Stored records

====================

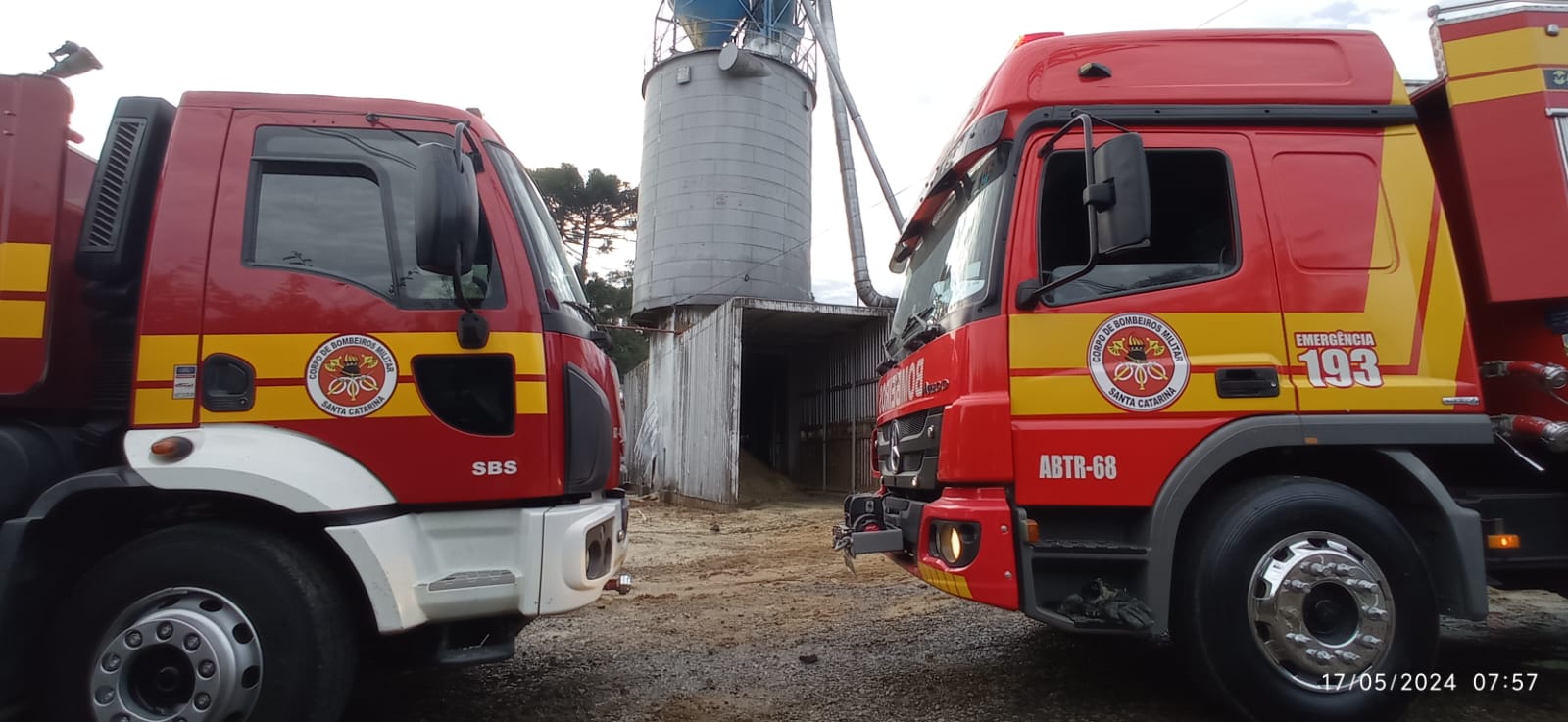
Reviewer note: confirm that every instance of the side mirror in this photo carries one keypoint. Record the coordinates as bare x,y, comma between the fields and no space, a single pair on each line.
447,214
1120,196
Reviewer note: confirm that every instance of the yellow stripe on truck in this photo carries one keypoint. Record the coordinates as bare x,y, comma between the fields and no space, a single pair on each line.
284,356
1482,88
24,266
21,318
1060,340
159,408
159,355
1504,50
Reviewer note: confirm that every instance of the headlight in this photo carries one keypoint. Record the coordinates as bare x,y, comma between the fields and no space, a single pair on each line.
951,546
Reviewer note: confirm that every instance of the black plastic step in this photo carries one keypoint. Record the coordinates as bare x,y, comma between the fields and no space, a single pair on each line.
1051,547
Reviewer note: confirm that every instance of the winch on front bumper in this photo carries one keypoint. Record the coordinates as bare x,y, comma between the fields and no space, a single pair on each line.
963,544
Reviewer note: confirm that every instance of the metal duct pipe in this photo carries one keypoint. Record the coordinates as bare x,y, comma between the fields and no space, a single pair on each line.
830,52
852,196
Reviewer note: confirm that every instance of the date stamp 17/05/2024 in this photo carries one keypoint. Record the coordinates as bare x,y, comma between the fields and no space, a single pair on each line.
1434,682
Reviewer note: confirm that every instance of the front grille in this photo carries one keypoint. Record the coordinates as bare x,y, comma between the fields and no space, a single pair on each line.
917,437
911,423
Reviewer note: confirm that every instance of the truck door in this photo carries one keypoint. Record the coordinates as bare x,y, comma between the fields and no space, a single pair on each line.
318,318
1372,303
1117,374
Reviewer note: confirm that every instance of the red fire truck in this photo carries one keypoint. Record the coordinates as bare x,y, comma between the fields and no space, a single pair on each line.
284,379
1275,370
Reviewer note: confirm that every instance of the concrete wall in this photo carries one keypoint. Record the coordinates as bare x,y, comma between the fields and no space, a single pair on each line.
725,191
682,408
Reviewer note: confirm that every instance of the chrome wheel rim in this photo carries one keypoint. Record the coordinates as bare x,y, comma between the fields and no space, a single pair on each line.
1322,611
177,655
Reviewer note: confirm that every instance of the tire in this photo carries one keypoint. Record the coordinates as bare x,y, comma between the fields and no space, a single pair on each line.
1214,603
261,608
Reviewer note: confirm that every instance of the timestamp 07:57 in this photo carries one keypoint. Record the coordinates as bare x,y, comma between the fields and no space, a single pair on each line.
1432,682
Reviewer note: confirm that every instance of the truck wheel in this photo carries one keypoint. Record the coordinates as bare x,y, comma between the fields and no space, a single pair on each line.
1305,601
203,622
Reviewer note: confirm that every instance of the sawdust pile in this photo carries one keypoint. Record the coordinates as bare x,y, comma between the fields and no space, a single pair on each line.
760,484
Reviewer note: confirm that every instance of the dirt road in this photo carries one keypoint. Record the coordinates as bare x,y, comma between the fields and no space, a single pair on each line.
752,616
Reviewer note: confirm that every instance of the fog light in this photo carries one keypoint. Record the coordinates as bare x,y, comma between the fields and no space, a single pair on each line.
956,542
951,544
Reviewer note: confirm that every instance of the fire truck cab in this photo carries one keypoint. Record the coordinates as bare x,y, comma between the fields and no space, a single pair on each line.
284,379
1274,370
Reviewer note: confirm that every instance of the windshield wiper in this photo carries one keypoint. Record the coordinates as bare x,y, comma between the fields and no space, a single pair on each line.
585,311
929,331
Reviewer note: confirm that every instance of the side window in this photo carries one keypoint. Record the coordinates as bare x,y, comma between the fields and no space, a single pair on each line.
1192,218
341,203
325,217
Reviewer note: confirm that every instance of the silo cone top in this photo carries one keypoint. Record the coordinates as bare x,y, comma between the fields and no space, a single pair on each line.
710,23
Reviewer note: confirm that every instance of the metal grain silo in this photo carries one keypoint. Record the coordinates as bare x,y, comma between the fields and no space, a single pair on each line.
725,190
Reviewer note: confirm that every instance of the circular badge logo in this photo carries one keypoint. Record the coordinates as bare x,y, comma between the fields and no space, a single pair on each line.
1137,362
352,376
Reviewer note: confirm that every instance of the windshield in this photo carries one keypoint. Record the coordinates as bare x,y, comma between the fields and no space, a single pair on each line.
954,259
548,253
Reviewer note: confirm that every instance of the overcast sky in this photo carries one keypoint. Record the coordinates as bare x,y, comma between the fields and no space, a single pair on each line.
561,81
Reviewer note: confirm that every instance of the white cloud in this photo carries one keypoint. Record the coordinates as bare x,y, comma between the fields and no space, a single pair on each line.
562,80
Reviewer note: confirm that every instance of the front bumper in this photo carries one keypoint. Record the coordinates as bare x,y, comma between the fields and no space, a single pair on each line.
906,530
491,562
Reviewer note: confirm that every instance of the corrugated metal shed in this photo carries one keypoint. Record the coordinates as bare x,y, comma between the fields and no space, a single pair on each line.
811,400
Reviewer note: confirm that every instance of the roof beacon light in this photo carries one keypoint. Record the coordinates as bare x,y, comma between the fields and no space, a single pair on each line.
1034,36
73,60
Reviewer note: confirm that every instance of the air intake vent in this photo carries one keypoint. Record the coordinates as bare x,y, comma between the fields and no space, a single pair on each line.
109,214
115,227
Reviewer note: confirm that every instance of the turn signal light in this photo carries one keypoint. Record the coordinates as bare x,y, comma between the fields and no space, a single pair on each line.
172,449
1502,541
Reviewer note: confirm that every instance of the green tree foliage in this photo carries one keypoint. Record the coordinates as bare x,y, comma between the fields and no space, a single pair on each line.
611,298
598,209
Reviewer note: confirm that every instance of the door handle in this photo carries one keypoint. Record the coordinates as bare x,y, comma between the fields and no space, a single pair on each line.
1247,382
227,384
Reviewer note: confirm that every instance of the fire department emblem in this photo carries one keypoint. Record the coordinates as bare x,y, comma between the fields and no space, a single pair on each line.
352,376
1137,362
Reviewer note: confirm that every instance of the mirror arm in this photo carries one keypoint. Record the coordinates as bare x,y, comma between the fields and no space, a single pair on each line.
1031,292
472,327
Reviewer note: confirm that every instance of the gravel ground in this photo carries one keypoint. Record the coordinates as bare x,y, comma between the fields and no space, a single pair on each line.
752,616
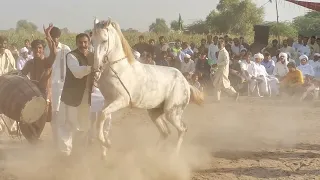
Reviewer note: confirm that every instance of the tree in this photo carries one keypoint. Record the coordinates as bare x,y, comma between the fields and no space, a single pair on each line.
24,25
282,29
309,24
159,26
198,27
174,25
65,31
235,16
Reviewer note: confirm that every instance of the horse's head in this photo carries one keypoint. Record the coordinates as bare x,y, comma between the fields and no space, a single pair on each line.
109,43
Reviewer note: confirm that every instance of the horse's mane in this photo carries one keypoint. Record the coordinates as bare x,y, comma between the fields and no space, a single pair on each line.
125,45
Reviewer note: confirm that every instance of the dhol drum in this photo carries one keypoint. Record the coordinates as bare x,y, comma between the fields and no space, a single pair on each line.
20,98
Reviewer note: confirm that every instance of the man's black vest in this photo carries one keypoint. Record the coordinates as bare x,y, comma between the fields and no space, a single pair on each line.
73,88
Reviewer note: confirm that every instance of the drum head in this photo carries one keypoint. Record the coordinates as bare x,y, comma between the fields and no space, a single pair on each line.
33,110
33,131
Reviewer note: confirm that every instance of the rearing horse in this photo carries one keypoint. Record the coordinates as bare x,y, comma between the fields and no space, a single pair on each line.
124,81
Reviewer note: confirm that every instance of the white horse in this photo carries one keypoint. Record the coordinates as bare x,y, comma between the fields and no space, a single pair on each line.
124,81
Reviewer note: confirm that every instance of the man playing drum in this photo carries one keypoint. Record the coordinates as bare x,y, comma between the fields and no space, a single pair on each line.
74,109
39,69
57,77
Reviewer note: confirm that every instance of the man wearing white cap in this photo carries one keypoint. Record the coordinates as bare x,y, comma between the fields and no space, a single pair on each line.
316,65
305,67
23,58
187,65
221,76
136,55
281,69
259,78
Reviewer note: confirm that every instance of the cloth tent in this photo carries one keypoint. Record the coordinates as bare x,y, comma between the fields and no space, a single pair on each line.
310,5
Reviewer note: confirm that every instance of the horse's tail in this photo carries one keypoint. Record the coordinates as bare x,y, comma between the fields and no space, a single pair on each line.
196,96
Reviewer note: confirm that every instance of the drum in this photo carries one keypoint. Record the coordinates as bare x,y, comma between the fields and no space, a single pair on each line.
20,99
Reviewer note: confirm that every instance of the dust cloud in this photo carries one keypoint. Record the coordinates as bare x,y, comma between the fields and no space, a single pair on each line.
211,129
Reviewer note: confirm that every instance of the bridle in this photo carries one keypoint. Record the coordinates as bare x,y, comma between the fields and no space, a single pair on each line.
109,64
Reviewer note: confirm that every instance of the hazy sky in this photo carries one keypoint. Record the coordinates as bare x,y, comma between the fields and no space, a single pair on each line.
77,15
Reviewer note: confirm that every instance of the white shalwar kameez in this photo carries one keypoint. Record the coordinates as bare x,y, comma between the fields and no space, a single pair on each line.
261,78
221,76
73,122
97,103
57,81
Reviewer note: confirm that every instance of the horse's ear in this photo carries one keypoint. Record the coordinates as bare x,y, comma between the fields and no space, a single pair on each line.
107,23
95,22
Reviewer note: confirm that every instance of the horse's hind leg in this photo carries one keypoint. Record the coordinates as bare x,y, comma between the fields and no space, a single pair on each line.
158,117
175,118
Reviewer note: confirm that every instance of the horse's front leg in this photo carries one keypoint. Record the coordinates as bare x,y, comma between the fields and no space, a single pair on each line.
108,109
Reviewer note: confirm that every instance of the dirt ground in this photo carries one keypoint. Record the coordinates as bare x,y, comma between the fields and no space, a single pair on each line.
251,139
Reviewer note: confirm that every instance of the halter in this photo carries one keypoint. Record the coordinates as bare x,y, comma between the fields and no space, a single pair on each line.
107,62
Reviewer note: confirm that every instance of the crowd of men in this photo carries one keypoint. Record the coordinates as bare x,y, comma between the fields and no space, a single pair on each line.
65,77
292,67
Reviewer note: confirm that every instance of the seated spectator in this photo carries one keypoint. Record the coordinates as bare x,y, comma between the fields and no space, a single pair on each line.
136,55
281,69
305,67
186,50
163,60
149,59
23,58
245,63
195,81
260,79
243,52
276,57
293,82
202,65
315,63
268,63
236,77
187,65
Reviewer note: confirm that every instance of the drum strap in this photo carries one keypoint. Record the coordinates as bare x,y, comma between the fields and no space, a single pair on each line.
62,64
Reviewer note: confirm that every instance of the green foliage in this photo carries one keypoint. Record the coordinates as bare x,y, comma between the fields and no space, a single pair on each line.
309,24
235,17
159,26
174,25
283,29
24,25
198,27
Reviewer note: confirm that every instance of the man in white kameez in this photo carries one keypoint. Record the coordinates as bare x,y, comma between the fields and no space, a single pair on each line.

====================

Exercise objective:
Each of the lines from the one that contains "Reviewer note: confirm that every instance of the horse's front" through the last line of the data needs to be repeated exactly, with no others.

Response area:
Reviewer note: confirm that every instance of the horse's front leg in this photo carries one keypoint. Record the coordinates as bare x,y, comma between the fields and no space, a single pair on each line.
108,109
Reviewer note: confirm that every instance of the dirt ground in this photo carries one keypoint. Record the coordinates as bare x,y, comma between the fields and no space, a single pair on each line.
251,139
Reviewer note: confirm that every instance of the halter in this photo carries one keypoint. Record the coordinates as bare x,y, comma between the fields and no space, a single pair on each line.
107,62
Reviewer note: confirm that every instance of the crowd of men in this photo carries one keypoint. Record the coordinates as bare x,y, comma between the fields and no space, a single pair on each line.
65,77
292,67
Reviewer note: confirm that every instance of the seated spectator in this photo carries one keypoint. Record the coordinates as bare x,y, comma between the fields and no space, a single pair on each line.
136,55
281,69
305,67
186,50
163,60
149,59
23,58
245,63
195,81
260,79
243,52
276,57
293,82
202,65
315,63
268,63
236,77
187,65
Reviewer note: confirm that every instance of the drum strap in this photo carries one keypoint. Record the coordinates as bare x,y, comma between the fields and no space, a single pair on each line.
62,64
Reviewer note: confirm that every instance of the green foliage in this photo carries one keypoint. Record the coordinates as bare x,y, comma between the fields and no space, a single pair on each line.
309,24
235,17
159,26
174,25
283,29
24,25
198,27
Reviewer note: confirm that every instance of the man in white kameez in this photo carries one keypoint. Record the coordinates as bare x,y, comma between the fields and no space, a single pair on each line.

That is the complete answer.